INSTRUCTION:
In the lines below, rename "flag pole" to "flagpole" throughout the stretch from the line containing "A point falls on each instance of the submerged" through the last line, and give back only that stretch with everything else unchanged.
-- START OF DATASET EXTRACT --
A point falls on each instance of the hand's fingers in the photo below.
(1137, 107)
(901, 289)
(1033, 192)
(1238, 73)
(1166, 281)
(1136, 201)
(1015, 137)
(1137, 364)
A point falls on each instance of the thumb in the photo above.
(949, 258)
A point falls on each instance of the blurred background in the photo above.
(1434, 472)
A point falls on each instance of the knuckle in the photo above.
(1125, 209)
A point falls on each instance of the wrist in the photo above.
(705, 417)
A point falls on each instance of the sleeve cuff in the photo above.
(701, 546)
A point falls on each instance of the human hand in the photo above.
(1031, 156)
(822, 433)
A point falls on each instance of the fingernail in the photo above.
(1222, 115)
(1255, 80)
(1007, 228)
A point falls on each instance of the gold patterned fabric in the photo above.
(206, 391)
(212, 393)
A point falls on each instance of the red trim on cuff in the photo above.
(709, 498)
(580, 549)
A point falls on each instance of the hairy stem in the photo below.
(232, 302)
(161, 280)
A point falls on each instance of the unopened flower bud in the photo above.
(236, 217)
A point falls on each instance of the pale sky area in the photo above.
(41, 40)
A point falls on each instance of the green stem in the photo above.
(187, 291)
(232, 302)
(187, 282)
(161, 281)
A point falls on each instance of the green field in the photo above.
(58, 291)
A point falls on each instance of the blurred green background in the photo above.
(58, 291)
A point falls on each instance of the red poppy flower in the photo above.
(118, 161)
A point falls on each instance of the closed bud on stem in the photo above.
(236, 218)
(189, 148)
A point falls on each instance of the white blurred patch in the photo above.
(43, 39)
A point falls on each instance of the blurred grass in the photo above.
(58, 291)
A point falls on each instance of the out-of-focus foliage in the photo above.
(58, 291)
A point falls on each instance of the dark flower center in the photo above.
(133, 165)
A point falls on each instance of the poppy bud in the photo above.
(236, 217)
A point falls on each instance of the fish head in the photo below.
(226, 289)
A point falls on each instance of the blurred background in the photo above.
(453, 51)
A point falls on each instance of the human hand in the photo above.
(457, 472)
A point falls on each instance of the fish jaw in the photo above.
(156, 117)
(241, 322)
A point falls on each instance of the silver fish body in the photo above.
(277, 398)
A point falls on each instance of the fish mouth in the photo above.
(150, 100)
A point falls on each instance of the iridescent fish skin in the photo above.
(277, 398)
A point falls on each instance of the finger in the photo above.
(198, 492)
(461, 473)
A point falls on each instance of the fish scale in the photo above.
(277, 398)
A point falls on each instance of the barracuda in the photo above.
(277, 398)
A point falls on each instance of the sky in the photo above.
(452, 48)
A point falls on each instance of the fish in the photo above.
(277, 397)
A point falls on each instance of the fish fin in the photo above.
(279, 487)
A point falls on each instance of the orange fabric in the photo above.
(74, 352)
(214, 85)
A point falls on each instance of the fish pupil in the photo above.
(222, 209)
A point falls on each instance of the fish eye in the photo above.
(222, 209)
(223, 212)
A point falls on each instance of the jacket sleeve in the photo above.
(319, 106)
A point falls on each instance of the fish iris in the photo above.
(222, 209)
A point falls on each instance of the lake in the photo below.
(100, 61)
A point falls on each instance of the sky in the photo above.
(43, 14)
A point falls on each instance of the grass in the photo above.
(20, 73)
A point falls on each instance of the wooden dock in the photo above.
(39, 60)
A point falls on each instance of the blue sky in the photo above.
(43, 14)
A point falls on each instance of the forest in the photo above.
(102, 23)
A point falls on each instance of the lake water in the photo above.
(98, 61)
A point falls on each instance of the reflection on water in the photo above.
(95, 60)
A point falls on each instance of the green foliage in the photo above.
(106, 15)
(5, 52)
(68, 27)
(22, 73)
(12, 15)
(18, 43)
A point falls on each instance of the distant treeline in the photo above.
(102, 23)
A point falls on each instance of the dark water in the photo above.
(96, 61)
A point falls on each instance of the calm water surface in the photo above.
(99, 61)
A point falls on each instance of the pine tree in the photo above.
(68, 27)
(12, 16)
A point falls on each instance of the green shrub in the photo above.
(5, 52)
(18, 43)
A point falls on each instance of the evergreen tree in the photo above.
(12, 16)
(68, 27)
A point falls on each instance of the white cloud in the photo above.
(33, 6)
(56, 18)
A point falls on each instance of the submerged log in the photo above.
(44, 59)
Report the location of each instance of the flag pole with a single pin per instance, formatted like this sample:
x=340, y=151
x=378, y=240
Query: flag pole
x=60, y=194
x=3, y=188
-- END OF DATASET EXTRACT --
RESPONSE TO THIS EXERCISE:
A point falls on each instance of the submerged log in the photo above.
(44, 59)
Report the location of each instance of the flagpole with a single pin per instance, formatted like this sample:
x=340, y=151
x=378, y=240
Query: flagpole
x=60, y=194
x=3, y=188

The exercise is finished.